__Kısa soru 1__. Borç üstlenimi yazısına göre Avrupa'daki KÖİ projelerinde proje finansman sözleşmeleri ortalama kaç yıl sürüyor?
__Kısa soru 2__. Borç üstlenimi yazısında "Bunun için de" ile başlayıp "da peşinden geliyor." ile biten kısmı hiç değiştirmeden kopyala.

__Verilen yazı__.
Borç üstleniminde İngiliz anahtarı

Uğur Emek

İngiliz anahtarı farklı boyutlardaki somun ve cıvataları gevşetmek ve sıkmak için kullanılan hareketli ağızlı bir anahtar türüdür. Çeşitli tipteki somun ve cıvataları tornalamada daha fazla avantaj sağlayan pratik bir araçtır.

Değerli okur altyapı yatırımlarında sıklıkla kullanılan kamu özel işbirliği (KÖİ) sözleşmelerinde bir standart bulunmamaktadır. Bu nedenle de sözleşmelerin koşullarının somunlar ve cıvatalar gibi zaman zaman sıkılması zaman zaman da gevşetilmesi gerekmektedir.

Bunun için de İngiliz anahtarı benzeri araçlara ihtiyaç duyulmaktadır. Çünkü bu projelere kredi verecek yabancı bankalar Türk anahtarını kullanmaktan hoşlanmıyorlar.

İngiliz’in parasına ihtiyaç duyulduğunda, anahtarı da peşinden geliyor.

Nasıl mı?

Gelin bir bakalım.

BORÇ ÜSTLENİM TAAHHÜDÜ

Büyük KÖİ yatırımları proje finansmanıyla gerçekleştirilmektedir. Proje finansmanı sözleşmesine göre yatırım döneminde ödeme yapılmamaktadır. Kredi geri ödemeleri işletme döneminde başlamaktadır. Kredi sözleşme süreleri uzun sürelidir.

Avrupa’da gerçekleştirilen KÖİ projelerinde proje finansman sözleşmelerinin ortalama süresi 27 yıldır.

Değerli okur ortalamanın altı vardır, üstü vardır. Bu çerçevede Avrupa’da 27 yıldan uzun süreli kredi sözleşmeleri bulunmaktadır.

__Verilen malzeme__.
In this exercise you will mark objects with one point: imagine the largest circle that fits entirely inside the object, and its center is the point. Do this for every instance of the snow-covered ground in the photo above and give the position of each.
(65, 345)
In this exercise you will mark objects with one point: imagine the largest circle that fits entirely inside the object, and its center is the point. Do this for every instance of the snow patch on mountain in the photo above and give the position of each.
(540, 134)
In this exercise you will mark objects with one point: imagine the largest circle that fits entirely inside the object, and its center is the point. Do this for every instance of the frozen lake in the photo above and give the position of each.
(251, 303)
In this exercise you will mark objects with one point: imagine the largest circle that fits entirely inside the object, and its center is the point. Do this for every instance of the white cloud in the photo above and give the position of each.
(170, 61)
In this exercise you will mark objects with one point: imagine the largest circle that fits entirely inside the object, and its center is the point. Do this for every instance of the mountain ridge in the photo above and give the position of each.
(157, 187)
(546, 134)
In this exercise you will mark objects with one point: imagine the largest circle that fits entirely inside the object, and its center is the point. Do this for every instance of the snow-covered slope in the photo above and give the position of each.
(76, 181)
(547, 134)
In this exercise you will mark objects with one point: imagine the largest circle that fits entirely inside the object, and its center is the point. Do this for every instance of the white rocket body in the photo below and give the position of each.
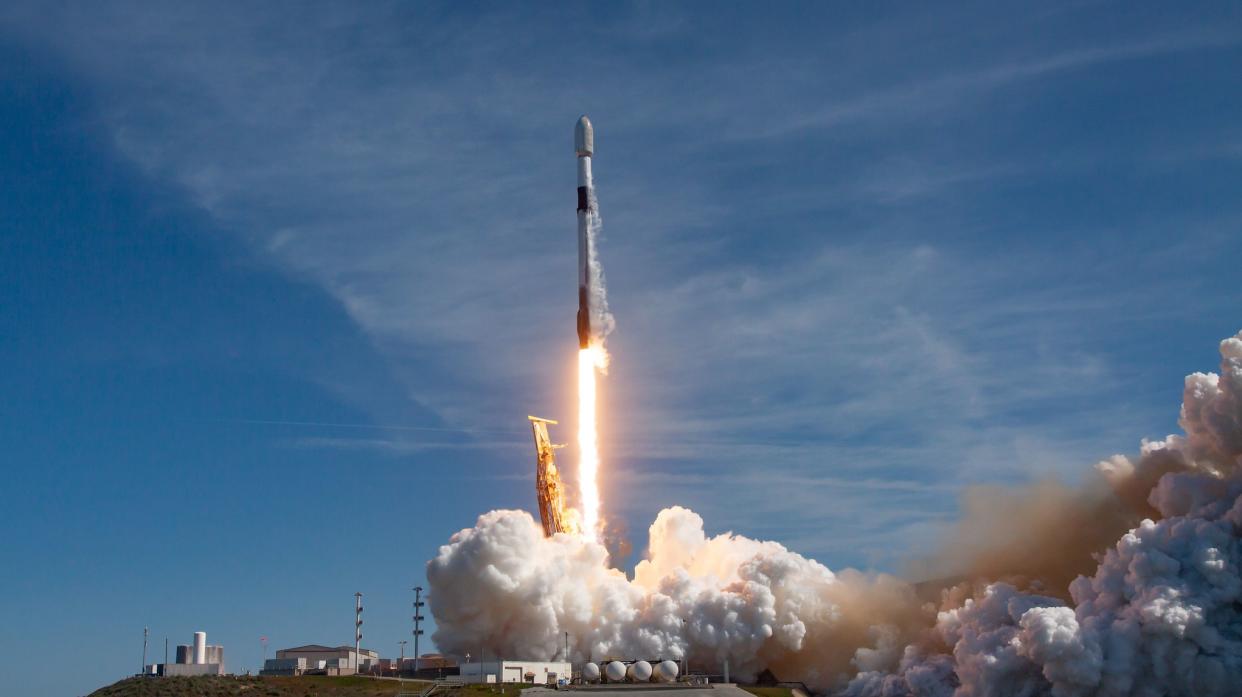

__Sorunun cevabı 1__. 27 yıl.

__Sorunun cevabı 2__.
Bunun için de İngiliz anahtarı benzeri araçlara ihtiyaç duyulmaktadır. Çünkü bu projelere kredi verecek yabancı bankalar Türk anahtarını kullanmaktan hoşlanmıyorlar.

İngiliz’in parasına ihtiyaç duyulduğunda, anahtarı da peşinden geliyor.